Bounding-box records
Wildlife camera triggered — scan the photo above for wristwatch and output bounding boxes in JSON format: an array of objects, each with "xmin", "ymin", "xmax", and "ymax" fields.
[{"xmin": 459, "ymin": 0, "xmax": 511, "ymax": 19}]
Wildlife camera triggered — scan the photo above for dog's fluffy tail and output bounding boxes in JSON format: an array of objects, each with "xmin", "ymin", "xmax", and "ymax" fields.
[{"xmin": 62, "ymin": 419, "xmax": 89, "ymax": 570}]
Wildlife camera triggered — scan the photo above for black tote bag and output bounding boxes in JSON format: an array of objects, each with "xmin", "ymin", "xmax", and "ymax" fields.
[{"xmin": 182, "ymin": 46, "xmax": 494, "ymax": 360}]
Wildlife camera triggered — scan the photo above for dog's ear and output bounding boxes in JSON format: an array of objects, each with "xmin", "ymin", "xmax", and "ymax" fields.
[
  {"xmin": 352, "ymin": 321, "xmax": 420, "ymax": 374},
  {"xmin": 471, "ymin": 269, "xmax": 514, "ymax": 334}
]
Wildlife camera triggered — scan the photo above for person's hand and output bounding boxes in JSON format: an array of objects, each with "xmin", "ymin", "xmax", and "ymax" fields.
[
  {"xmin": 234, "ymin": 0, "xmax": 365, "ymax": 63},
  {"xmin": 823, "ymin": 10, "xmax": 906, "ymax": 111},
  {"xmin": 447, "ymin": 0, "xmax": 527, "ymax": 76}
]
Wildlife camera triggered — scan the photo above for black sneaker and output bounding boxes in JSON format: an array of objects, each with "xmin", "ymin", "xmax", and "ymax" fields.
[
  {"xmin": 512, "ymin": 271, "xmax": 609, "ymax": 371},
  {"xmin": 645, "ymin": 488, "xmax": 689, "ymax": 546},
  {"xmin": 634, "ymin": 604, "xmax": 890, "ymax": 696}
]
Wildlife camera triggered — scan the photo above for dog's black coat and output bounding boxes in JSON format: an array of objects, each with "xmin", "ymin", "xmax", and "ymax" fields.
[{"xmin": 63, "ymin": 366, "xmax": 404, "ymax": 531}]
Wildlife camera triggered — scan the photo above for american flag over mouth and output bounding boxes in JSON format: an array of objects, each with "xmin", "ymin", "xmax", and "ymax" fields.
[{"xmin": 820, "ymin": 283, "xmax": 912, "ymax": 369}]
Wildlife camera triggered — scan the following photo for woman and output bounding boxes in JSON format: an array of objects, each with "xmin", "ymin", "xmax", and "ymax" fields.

Exercise objective: Output each line of the records above as a string in a JSON list, one string per line and no blank lines.

Full response:
[
  "Wildlife camera triggered — scan the photo above for wristwatch and output bounding boxes in JSON format: an array of objects, each with \"xmin\", \"ymin\", \"xmax\", and \"ymax\" fields.",
  "[{\"xmin\": 459, \"ymin\": 0, \"xmax\": 511, \"ymax\": 19}]",
  "Wildlife camera triggered — scan the photo above for dog's fluffy tail and output bounding boxes in JSON format: an array of objects, each with \"xmin\", \"ymin\", \"xmax\", and \"ymax\" fields.",
  "[{\"xmin\": 62, \"ymin\": 419, \"xmax\": 89, \"ymax\": 570}]",
  "Wildlife camera triggered — scan the photo above for black tote bag and output bounding boxes in JSON format: an array of objects, each with \"xmin\", \"ymin\", \"xmax\", and \"ymax\" fields.",
  "[{\"xmin\": 182, \"ymin\": 46, \"xmax\": 494, \"ymax\": 360}]",
  "Wildlife camera triggered — scan the photo above for dog's ear and output bounding boxes in JSON format: an array of objects, each with \"xmin\", \"ymin\", \"xmax\", and \"ymax\" fields.",
  "[",
  "  {\"xmin\": 352, \"ymin\": 321, \"xmax\": 420, \"ymax\": 374},",
  "  {\"xmin\": 471, \"ymin\": 269, \"xmax\": 514, \"ymax\": 334}",
  "]",
  "Wildlife camera triggered — scan the photo above for person's hand and output bounding boxes in JSON format: an array of objects, each with \"xmin\", \"ymin\", \"xmax\", and \"ymax\" fields.",
  "[",
  "  {\"xmin\": 234, \"ymin\": 0, \"xmax\": 365, \"ymax\": 63},",
  "  {\"xmin\": 823, \"ymin\": 10, \"xmax\": 906, \"ymax\": 111},",
  "  {\"xmin\": 447, \"ymin\": 0, \"xmax\": 527, \"ymax\": 76}",
  "]",
  "Wildlife camera triggered — scan the photo above for black sneaker and output bounding boxes in JSON format: an array of objects, each with \"xmin\", \"ymin\", \"xmax\", and \"ymax\" fields.",
  "[",
  "  {\"xmin\": 512, \"ymin\": 271, \"xmax\": 609, \"ymax\": 371},",
  "  {\"xmin\": 645, \"ymin\": 488, \"xmax\": 689, \"ymax\": 546},",
  "  {\"xmin\": 634, \"ymin\": 604, \"xmax\": 890, \"ymax\": 696}",
  "]",
  "Wildlife camera triggered — scan the photo above for dog's black coat and output bounding boxes in JSON format: an array of objects, each with \"xmin\", \"ymin\", \"xmax\", and \"ymax\" fields.",
  "[{\"xmin\": 63, \"ymin\": 366, \"xmax\": 404, \"ymax\": 531}]",
  "Wildlife camera triggered — scan the photo above for american flag over mouth and output bounding boxes in JSON format: an array of objects, each with \"xmin\", \"ymin\", \"xmax\", and \"ymax\" fields.",
  "[{\"xmin\": 820, \"ymin\": 283, \"xmax\": 912, \"ymax\": 369}]",
  "Wildlife camera triggered — scan the following photo for woman and output bounding boxes in JSON format: an array of objects, each with \"xmin\", \"ymin\", \"xmax\", and \"ymax\" fields."
]